- Objective:
Print all of the entries below word for word, but leave out the pictures.

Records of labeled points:
## BEGIN
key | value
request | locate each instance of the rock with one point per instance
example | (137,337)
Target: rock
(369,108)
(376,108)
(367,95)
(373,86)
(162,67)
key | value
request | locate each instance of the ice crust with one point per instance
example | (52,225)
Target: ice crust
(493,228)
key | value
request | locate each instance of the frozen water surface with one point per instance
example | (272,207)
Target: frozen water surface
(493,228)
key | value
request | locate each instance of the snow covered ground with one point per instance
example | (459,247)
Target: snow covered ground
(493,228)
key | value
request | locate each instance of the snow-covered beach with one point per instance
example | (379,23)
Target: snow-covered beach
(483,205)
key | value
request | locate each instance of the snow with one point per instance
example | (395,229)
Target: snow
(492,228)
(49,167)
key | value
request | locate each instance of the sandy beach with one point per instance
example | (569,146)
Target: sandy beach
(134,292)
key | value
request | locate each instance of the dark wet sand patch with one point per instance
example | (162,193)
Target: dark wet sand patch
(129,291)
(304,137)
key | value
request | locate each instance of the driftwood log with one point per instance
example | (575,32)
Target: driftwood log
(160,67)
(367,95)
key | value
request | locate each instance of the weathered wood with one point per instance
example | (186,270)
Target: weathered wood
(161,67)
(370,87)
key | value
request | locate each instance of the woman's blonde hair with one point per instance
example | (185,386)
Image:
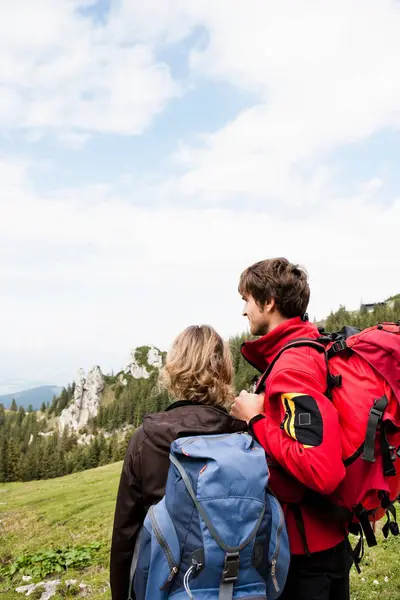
## END
- The solution:
key | value
request | locate each instance of the rock with one point per instance
example | (137,337)
Target: rock
(369,108)
(376,108)
(367,95)
(373,86)
(162,67)
key | value
request | locate each instance of the ice crust with one point per instance
example | (52,225)
Target: ice crust
(493,228)
key | value
request | locate each instance of the frozen water surface with one point per instance
example | (272,207)
Target: frozen water surface
(493,228)
key | value
request | locate each instance of the snow covered ground with one point per instance
example | (459,247)
Target: snow covered ground
(493,228)
key | value
request | locate each instance of the snow-covered beach with one point per instance
example | (379,23)
Target: snow-covered beach
(483,205)
key | value
request | locate each instance of the snow with one point per instance
example | (395,229)
Target: snow
(492,228)
(49,167)
key | value
request | locate each instance of the sandy beach with one point per instance
example | (569,146)
Target: sandy beach
(134,292)
key | value
request | locate each instance of the dark wet sand patch with one point per instance
example | (162,193)
Target: dark wet sand patch
(129,291)
(304,137)
key | value
request | locate each instance of the driftwood log with one point per instance
example | (575,32)
Target: driftwood log
(160,67)
(367,95)
key | value
request | locate each instance of the weathered wood with one point per instance
example | (186,270)
Target: weathered wood
(161,67)
(370,87)
key | value
request | locate each instance of the woman's blonde hair with one point per instance
example | (185,386)
Image:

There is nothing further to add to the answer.